What you are asked to do ->
Starting at the line containing "target | man in black and red jacket" and ending at the end of the listing, rewrite those lines with "biggest" swapped for "largest" and everything else left unchanged.

##### Extracted records #####

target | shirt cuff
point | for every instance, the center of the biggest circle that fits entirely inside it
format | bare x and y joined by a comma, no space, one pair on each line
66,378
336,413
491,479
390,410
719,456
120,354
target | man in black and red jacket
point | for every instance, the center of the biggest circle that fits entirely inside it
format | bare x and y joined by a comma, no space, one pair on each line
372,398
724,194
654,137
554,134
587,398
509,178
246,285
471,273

#####

Task response ->
target | man in black and red jacket
point | for every instance, the center of the largest circle that fits entirely inside it
format | bare x and y joined by a comma, no space, one pair on each line
372,398
724,194
654,137
554,134
587,398
509,178
246,285
471,273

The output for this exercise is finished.